By GAIL ROSENBLUM
Before reconvening after a brief coffee break Thursday, retired Minnesota Supreme Court Justice Eric Magnuson joked about the robust debate he'd just had over the quality of the cookies being passed around.
It was a welcome moment of levity in a three-hour discussion carrying tremendous weight. Everybody felt it.
Magnuson serves as chair of the newly appointed Sex Offender Civil Commitment Task Force. The 15-member panel, meeting for the first time Oct. 11, was appointed by Minnesota Human Services Commissioner Lucinda Jesson to do something many in the state have grown impatient to see:
Rethink and revise our civil commitment and referral process for sex offenders who, in Minnesota, pretty much never get out.
Minnesota has the most sex-offender civil commitments, per capita, in the country, with just over 600 men and at least one woman living in the Minnesota Sex Offenders Program (MSOP) in Moose Lake and St. Peter. Only two have been released.
Jesson was ordered to convene the task force by Chief U.S. Magistrate Judge Arthur Boylan, in light of a class-action lawsuit by patients who claim that keeping them indefinitely in treatment lockup after they've completed their prison sentences is unconstitutional.

Goal of the exercise:
Please answer these questions from the article above on the sex offender task force:
(a) How many members sit on the task force?
(b) In which two places is the Minnesota Sex Offenders Program located?
(c) Who ordered Jesson to convene the task force?
The material that follows comes from a different source.

Material shown:
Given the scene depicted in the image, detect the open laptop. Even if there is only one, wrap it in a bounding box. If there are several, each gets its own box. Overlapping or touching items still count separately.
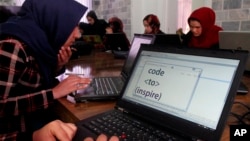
[105,33,130,51]
[75,34,154,102]
[82,35,103,44]
[75,45,248,141]
[219,31,250,94]
[153,34,181,46]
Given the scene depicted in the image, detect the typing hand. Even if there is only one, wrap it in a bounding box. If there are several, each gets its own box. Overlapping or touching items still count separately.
[83,134,119,141]
[33,120,77,141]
[52,75,91,99]
[57,46,72,69]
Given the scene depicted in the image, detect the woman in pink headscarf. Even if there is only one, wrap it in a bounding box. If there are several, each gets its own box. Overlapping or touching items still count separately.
[182,7,223,49]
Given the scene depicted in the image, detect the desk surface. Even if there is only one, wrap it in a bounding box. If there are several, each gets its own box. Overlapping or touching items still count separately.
[55,49,250,141]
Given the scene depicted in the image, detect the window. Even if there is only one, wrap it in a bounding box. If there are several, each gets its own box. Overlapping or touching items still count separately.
[76,0,92,23]
[178,0,192,33]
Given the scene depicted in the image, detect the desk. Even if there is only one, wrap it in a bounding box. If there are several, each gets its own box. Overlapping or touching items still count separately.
[55,50,122,122]
[55,52,250,141]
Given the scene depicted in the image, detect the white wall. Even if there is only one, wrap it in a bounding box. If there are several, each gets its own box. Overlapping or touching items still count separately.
[131,0,178,37]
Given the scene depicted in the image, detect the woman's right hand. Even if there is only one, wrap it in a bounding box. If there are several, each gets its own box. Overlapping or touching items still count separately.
[52,75,91,99]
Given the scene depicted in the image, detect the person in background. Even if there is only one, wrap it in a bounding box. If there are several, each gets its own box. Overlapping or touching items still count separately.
[143,14,165,34]
[86,10,108,38]
[104,17,130,50]
[32,120,119,141]
[78,22,90,35]
[0,7,16,23]
[0,0,91,141]
[177,7,223,49]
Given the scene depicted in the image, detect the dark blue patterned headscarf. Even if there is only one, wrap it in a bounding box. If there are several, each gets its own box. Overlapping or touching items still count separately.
[0,0,87,87]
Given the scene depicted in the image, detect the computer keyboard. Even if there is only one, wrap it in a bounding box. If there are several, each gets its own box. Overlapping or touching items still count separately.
[91,77,124,95]
[82,111,179,141]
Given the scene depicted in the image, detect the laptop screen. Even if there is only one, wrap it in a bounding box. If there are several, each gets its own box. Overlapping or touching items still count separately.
[122,50,240,130]
[122,34,154,76]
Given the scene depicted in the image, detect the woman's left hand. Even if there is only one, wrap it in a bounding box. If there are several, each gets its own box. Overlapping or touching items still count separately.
[57,46,72,70]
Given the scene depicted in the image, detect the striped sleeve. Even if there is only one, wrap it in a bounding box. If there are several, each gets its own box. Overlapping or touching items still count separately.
[0,42,54,117]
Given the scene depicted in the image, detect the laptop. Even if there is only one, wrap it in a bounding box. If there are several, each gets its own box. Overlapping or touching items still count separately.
[82,35,102,44]
[74,45,248,141]
[154,34,182,46]
[75,34,154,102]
[219,31,250,94]
[105,33,130,51]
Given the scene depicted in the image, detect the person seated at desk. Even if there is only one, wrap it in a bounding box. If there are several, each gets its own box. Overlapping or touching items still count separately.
[177,7,223,49]
[104,17,130,50]
[32,120,119,141]
[86,10,108,39]
[0,0,91,141]
[143,14,165,34]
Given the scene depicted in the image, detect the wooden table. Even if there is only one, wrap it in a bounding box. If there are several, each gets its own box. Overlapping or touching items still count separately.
[55,49,250,141]
[55,50,122,122]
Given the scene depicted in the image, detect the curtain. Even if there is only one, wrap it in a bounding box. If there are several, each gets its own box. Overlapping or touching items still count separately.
[76,0,92,22]
[178,0,192,33]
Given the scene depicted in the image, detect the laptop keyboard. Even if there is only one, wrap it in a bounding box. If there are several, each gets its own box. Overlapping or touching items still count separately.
[91,77,124,95]
[82,111,180,141]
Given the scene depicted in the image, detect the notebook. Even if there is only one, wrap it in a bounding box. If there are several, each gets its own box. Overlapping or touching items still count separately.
[75,34,154,102]
[154,34,181,46]
[219,31,250,94]
[105,33,130,51]
[75,45,248,141]
[82,35,102,44]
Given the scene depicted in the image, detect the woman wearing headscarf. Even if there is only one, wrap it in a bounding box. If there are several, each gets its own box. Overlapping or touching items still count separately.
[0,0,90,140]
[104,17,130,50]
[182,7,223,49]
[86,10,108,38]
[143,14,165,34]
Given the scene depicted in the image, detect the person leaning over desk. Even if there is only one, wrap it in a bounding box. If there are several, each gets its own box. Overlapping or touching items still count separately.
[0,0,91,141]
[143,14,165,34]
[177,7,223,49]
[103,17,130,50]
[86,10,108,38]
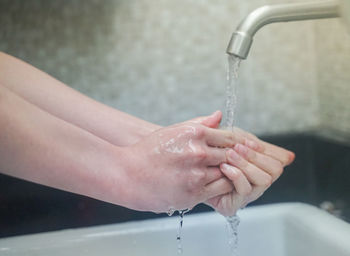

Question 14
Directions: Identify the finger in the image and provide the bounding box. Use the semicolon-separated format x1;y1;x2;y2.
203;177;234;202
227;149;272;189
234;127;295;166
205;167;224;185
234;144;283;182
205;128;244;148
220;164;252;196
205;192;247;216
261;141;295;166
205;147;227;166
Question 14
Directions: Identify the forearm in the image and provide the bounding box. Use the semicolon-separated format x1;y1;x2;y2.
0;85;133;205
0;52;159;146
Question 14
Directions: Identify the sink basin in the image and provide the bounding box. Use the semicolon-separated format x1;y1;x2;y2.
0;203;350;256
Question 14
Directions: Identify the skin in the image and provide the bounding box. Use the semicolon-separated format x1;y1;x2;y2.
0;53;294;215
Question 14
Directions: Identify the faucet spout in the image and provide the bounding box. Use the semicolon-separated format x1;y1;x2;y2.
226;0;340;59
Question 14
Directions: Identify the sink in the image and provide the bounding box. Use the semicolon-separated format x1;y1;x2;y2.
0;203;350;256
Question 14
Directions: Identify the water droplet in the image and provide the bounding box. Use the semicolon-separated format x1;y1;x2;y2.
226;215;241;256
176;209;191;254
167;207;175;217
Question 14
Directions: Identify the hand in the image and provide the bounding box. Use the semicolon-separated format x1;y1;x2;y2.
208;140;294;216
197;114;295;216
121;112;243;212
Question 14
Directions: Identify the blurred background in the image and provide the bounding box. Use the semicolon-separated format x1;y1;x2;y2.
0;0;350;237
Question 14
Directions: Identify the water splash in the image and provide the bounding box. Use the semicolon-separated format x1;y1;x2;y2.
226;215;241;256
225;55;241;256
167;207;176;217
176;209;190;254
225;55;241;130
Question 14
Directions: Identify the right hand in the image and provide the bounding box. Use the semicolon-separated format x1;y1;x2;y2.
120;112;243;212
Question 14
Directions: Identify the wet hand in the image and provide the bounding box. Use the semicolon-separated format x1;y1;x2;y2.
126;112;243;212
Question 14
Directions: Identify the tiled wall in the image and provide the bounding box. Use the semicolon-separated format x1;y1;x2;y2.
315;20;350;142
0;0;350;140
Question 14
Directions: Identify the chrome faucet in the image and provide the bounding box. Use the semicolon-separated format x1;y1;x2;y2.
226;0;340;59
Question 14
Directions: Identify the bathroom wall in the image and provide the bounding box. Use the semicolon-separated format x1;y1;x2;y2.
315;20;350;142
0;0;350;140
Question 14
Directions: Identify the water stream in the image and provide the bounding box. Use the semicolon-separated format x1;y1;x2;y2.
225;55;241;256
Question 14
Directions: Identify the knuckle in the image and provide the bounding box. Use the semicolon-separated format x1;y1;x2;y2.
195;125;205;138
226;132;236;146
187;170;207;194
194;147;208;161
275;164;284;178
243;186;253;196
260;175;272;189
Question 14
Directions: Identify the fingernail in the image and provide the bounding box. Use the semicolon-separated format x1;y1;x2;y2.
235;144;248;155
244;139;259;150
228;149;241;162
289;151;295;163
221;164;237;174
237;144;256;159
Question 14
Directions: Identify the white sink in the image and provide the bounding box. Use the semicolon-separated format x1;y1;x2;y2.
0;203;350;256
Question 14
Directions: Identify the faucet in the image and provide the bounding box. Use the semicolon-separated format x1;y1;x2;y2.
226;0;340;59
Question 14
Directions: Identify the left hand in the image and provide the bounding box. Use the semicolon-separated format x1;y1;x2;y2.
196;111;295;216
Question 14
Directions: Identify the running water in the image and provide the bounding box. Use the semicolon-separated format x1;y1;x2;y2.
176;209;190;254
226;214;241;256
167;207;191;254
225;55;241;256
225;55;241;130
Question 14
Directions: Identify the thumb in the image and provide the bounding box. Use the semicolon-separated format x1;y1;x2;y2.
191;111;222;128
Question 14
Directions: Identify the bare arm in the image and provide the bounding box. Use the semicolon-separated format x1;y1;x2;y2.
0;84;239;212
0;85;131;205
0;52;160;146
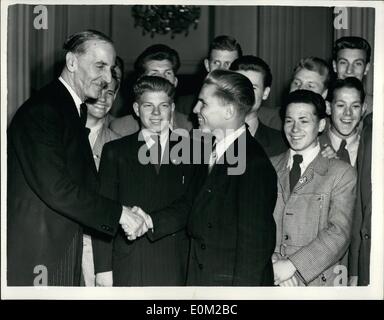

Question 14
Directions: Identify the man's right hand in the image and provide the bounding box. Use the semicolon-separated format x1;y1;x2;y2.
96;271;113;287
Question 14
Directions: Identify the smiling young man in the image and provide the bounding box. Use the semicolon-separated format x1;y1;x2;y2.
7;30;136;286
230;56;287;157
272;90;356;286
320;77;366;166
110;44;194;136
94;76;193;286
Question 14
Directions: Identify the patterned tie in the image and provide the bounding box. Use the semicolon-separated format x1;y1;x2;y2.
289;154;303;192
80;102;88;127
336;139;351;164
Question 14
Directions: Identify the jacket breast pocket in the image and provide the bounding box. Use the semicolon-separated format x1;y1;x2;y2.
283;193;326;247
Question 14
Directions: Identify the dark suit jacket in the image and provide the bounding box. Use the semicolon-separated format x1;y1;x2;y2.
94;131;196;286
255;121;288;157
348;114;372;286
187;130;277;286
7;80;121;286
109;110;192;137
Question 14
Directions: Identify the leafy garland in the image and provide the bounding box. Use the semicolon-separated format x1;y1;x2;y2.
132;5;201;39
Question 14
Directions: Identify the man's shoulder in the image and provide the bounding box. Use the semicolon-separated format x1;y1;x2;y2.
109;114;140;136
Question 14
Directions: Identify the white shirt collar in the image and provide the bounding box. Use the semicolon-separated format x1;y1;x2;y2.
287;142;321;174
59;76;82;116
328;128;360;151
216;125;246;162
141;129;169;157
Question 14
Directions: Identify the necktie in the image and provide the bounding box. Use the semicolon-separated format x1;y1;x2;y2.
289;154;303;192
208;141;217;173
80;102;88;127
336;139;351;164
151;135;162;172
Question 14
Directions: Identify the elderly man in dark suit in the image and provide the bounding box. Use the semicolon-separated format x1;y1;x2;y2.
7;31;144;286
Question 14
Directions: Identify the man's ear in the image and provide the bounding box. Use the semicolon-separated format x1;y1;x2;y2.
204;58;210;73
133;102;140;118
65;52;78;72
262;87;271;100
332;60;337;73
319;119;327;132
364;62;371;76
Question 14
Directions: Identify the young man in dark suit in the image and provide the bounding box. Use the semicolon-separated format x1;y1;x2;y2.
94;76;198;286
7;31;144;286
230;56;288;157
332;37;373;117
134;70;277;286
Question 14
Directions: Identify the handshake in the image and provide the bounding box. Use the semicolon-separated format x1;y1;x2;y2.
119;206;153;241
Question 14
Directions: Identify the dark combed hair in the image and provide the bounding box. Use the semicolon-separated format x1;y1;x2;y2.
293;57;331;89
204;69;255;114
208;35;243;58
229;56;272;88
135;44;180;77
328;77;365;103
133;76;176;101
280;89;327;120
63;30;113;54
332;37;371;63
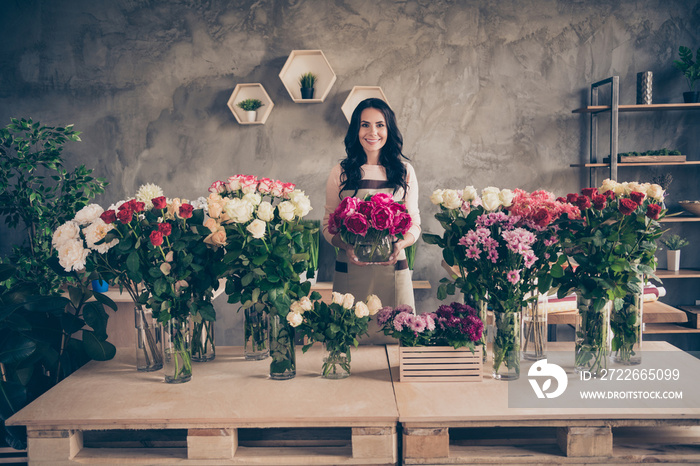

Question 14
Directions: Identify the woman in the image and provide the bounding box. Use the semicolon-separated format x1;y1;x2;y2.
323;98;420;343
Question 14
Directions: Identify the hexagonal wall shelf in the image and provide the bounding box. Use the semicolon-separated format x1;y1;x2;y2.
227;83;275;125
280;50;335;104
340;86;389;123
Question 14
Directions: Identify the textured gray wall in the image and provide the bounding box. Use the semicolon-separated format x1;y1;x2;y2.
0;0;700;342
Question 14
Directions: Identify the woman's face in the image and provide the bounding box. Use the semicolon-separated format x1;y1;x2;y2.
358;108;387;156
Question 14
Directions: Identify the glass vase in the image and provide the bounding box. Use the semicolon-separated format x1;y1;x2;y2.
270;315;297;380
574;293;613;377
609;282;644;366
321;342;350;379
354;236;394;262
134;306;163;372
192;320;216;362
243;305;270;361
492;311;520;380
523;296;547;361
163;316;192;383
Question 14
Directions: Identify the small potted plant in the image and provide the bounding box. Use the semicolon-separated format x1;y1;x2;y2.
661;235;688;272
673;45;700;104
236;99;263;123
299;71;317;99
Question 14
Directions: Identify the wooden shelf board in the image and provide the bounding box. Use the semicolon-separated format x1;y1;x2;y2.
571;103;700;113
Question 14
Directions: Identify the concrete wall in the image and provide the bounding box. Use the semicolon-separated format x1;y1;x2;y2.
0;0;700;346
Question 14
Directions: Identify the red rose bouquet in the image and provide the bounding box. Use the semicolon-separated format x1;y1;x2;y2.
328;193;413;262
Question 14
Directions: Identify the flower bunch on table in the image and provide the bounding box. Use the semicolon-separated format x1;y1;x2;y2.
377;302;484;351
328;193;413;262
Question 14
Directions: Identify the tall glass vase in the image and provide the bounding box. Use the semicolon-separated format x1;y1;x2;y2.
192;320;216;362
574;293;613;377
134;305;163;372
523;296;547;361
610;282;644;366
270;315;297;380
492;311;520;380
163;316;192;383
243;304;270;361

Answer for the task:
(a) 15
(b) Moose Lake and St. Peter
(c) Chief U.S. Magistrate Judge Arthur Boylan